- _Exercise description_
Return every item below word for word, with no changes.

- _Provided entries_
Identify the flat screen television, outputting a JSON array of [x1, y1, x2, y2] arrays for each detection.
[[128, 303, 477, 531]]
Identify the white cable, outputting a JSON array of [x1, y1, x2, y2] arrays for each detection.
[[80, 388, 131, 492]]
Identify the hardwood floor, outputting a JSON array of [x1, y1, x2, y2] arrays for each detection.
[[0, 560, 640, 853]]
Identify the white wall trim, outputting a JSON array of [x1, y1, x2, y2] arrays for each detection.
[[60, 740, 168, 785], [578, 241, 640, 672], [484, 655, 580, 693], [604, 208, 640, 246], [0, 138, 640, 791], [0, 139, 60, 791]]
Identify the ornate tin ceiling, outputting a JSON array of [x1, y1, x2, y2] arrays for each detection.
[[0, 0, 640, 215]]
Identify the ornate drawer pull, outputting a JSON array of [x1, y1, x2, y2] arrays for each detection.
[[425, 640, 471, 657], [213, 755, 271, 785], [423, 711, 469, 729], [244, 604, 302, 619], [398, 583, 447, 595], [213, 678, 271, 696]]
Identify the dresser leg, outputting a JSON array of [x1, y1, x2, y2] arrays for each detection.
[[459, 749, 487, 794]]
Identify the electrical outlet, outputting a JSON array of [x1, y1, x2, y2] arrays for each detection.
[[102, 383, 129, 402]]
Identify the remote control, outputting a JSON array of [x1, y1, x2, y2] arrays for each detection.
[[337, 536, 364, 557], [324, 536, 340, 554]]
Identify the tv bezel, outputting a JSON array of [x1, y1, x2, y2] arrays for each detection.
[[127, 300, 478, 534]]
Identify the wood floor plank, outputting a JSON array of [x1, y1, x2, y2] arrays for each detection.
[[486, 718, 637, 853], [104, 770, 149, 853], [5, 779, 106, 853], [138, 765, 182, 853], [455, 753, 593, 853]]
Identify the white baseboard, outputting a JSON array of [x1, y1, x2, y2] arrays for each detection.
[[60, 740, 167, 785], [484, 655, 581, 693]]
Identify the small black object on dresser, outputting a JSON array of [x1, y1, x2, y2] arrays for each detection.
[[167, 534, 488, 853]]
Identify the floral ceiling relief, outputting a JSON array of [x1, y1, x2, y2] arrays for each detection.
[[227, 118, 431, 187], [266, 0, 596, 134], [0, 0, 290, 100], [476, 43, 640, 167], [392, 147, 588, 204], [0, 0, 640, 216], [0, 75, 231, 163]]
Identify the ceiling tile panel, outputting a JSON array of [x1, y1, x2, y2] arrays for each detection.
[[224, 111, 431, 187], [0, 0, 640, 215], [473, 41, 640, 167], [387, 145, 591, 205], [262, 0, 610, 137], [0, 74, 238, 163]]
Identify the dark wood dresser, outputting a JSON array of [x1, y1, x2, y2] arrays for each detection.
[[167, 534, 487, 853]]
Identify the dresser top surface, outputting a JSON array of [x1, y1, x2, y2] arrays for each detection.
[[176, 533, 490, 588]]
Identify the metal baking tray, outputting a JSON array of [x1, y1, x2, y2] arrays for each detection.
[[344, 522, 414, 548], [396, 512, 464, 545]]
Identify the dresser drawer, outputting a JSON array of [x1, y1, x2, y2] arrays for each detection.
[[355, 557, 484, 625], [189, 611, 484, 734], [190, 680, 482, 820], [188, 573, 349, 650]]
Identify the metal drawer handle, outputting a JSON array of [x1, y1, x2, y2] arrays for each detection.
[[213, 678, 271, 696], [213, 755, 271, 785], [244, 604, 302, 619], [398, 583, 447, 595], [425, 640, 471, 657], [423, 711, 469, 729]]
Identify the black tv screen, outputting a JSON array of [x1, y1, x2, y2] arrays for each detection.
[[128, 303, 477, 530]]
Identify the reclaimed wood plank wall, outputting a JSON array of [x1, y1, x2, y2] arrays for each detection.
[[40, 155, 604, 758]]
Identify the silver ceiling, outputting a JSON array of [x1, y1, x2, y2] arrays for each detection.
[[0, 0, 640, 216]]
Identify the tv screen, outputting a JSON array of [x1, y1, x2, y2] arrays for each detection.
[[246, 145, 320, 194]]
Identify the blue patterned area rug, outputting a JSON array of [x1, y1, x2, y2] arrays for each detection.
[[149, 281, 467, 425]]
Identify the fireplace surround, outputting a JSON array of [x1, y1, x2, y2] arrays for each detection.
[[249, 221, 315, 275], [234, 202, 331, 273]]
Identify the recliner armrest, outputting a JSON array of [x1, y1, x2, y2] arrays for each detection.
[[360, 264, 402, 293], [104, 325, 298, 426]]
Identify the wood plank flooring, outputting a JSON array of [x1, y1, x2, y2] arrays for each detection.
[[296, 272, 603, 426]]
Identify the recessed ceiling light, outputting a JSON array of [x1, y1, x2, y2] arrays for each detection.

- _Written answer_
Identify the flat screen television, outputting a JSON array of [x1, y1, x2, y2] arrays for each detection.
[[128, 303, 477, 531]]
Identify the white cable, outputting a JSON array of [x1, y1, x2, y2] arrays for each detection.
[[80, 388, 131, 492]]
Identify the hardwood floor, outputting a JSON array of [x1, y1, x2, y2] arrays for each detection.
[[0, 560, 640, 853]]
Identify the white wall trim, outputting a JSON array of [x1, y1, x2, y2] arrays for each detection.
[[60, 740, 168, 785], [578, 241, 640, 672], [484, 655, 580, 693], [604, 208, 640, 246], [0, 138, 640, 791], [0, 139, 60, 791]]
Identify the ornate tin ceiling, outputting a JSON array of [x1, y1, x2, y2] arrays for each detection.
[[0, 0, 640, 215]]
Identify the ornate drawer pull, outputting a JSON array of [x1, y1, x2, y2] arrays for each detection.
[[425, 640, 471, 657], [213, 755, 271, 785], [423, 711, 469, 729], [244, 604, 302, 619], [398, 583, 447, 595], [213, 678, 271, 696]]
Identify the dresser leg, outputting a JSON array of [x1, y1, x2, y2] arrays for each detection.
[[459, 749, 487, 794]]
Identify the electrical outlet, outputting a JSON array of [x1, y1, x2, y2] arrays for each detection.
[[102, 383, 129, 402]]
Identify the remote control, outputting a JSON array of [x1, y1, x2, y2] arrays for each detection.
[[337, 536, 364, 557], [324, 536, 340, 554]]
Identify the tv bezel, outputting a JSON array of [x1, y1, x2, y2] arrays for each detection.
[[127, 300, 478, 534]]
Identify the wood floor plank, outputting a JSON array of [x1, y1, x2, y2] arrays for each detection.
[[486, 718, 637, 853], [104, 770, 149, 853], [5, 779, 106, 853], [138, 765, 182, 853], [455, 753, 593, 853]]
Identify the white baseboard, outputting a JSON array of [x1, y1, x2, y2] arrays for each detection.
[[60, 740, 167, 785], [484, 655, 581, 693]]
Identify the small black object on dresser, outputting a JSON array of [x1, y1, x2, y2] arrays for each detection.
[[167, 534, 488, 853]]
Identify the floral ceiling relief, outputting a JSON array of [x1, y1, x2, y2] arrays for each detection.
[[227, 118, 431, 187], [266, 0, 596, 134], [0, 0, 290, 100], [476, 43, 640, 167], [392, 147, 588, 204], [0, 0, 640, 216], [0, 75, 231, 163]]
Identify the ceiling tile panel, outputting a JSON array of [x1, y1, x2, y2] arrays for each detection.
[[224, 111, 431, 187], [0, 0, 640, 215], [473, 41, 640, 167], [387, 145, 591, 205], [262, 0, 610, 137], [0, 74, 238, 163]]
Identify the dark wood dresser, outputting a JSON array of [x1, y1, x2, y2] arrays for each detection.
[[167, 534, 487, 853]]
Identify the dresser top surface, outputting a JSON array of [x1, y1, x2, y2] arrays for each detection.
[[176, 533, 490, 588]]
Identify the metal baking tray, outputting a JSON array of [x1, y1, x2, y2] arrays for each detection.
[[344, 522, 414, 548], [396, 512, 464, 545]]
Identify the dresser drawer, outputting a JSON array of [x1, y1, x2, y2] arrays for each detection.
[[355, 557, 484, 625], [189, 611, 484, 734], [190, 680, 482, 820], [188, 573, 349, 650]]
Identify the metal drawer handle, outputting a JSON array of [x1, y1, x2, y2] arrays for each detection.
[[213, 678, 271, 696], [213, 755, 271, 785], [244, 604, 302, 619], [398, 583, 447, 595], [425, 640, 471, 657], [423, 711, 469, 729]]
Identify the black tv screen, outputting a JSON array of [x1, y1, x2, y2] arrays for each detection.
[[128, 303, 477, 530]]
Identify the reclaimed wood plank wall, outputting a JSON array of [x1, y1, x2, y2] arrays for each detection.
[[40, 155, 604, 758]]
Identify the silver ceiling, outputting a JSON array of [x1, y1, x2, y2] arrays for each detection.
[[0, 0, 640, 216]]
Identify the tv screen, outputting a JSON array of [x1, y1, x2, y2] arrays for each detection.
[[246, 145, 320, 194]]
Identify the blue patterned area rug, outputting a JSON array of [x1, y1, x2, y2] arrays for each detection.
[[149, 281, 467, 425]]
Identify the fireplace surround, outputting a JSON array of [x1, y1, x2, y2] arrays for each detection.
[[249, 221, 315, 275], [234, 202, 331, 273]]
Identify the recliner armrest, outputting a JSON array of [x1, y1, x2, y2] arrays for each detection.
[[360, 264, 402, 293], [104, 325, 298, 426]]
Identify the wood plank flooring, outputting a JSON array of [x1, y1, x2, y2] arrays for each detection.
[[296, 272, 603, 426]]
Identify the recessed ceiling light, outputting a JSON array of [x1, y1, x2, y2] arrays for each detection.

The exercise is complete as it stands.